What is required - After locating the line that contains "column 55, row 85" in the data below, set down exactly that line and each one after it through the line that contains "For the photo above, indicate every instance of the distant", and nothing more.
(Records provided)
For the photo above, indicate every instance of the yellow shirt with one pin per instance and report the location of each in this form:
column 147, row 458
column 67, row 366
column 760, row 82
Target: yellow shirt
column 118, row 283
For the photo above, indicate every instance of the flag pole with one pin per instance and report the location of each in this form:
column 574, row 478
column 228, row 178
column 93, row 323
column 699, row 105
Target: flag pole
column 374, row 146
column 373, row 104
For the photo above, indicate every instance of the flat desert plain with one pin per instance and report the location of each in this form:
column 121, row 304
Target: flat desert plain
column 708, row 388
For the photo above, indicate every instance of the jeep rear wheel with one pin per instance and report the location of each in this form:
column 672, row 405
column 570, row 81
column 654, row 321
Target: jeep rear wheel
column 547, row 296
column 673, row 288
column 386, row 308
(End Records provided)
(Records provided)
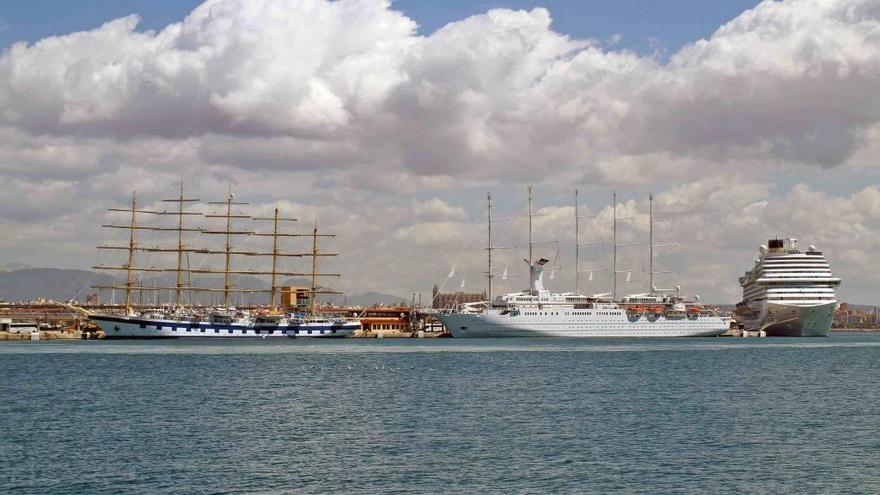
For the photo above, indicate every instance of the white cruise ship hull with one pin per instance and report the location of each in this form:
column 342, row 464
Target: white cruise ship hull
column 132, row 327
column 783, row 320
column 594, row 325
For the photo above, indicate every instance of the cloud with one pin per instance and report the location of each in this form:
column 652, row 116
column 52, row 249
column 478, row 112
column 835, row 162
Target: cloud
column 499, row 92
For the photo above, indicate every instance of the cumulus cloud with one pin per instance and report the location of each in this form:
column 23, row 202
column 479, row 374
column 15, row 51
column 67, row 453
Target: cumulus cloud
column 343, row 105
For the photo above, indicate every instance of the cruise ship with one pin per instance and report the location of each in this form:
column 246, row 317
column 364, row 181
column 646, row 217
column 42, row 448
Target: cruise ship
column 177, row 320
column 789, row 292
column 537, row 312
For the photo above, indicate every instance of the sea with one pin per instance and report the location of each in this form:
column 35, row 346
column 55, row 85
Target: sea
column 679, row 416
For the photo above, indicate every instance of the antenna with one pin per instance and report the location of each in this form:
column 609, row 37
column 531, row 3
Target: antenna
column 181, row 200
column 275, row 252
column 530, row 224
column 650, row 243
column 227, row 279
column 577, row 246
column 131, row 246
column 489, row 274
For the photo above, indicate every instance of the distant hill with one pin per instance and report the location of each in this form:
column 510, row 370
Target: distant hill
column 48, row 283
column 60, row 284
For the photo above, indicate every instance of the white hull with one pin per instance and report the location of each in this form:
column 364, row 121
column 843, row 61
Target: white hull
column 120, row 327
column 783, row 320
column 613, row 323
(End Records provided)
(Records provided)
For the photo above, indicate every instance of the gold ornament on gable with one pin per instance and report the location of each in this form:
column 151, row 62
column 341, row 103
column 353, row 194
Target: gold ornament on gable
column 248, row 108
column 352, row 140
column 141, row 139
(End Records provided)
Response box -
column 55, row 85
Target: sea
column 679, row 416
For the photo above, indicate every instance of the antenna with one pin per instance and report the location of each in this form:
column 609, row 37
column 531, row 3
Target: antenna
column 181, row 200
column 275, row 252
column 530, row 224
column 650, row 243
column 227, row 279
column 577, row 246
column 131, row 246
column 489, row 274
For the photo above, indicate every instance of the distant hill with one pin per instance and report the location of each in this form:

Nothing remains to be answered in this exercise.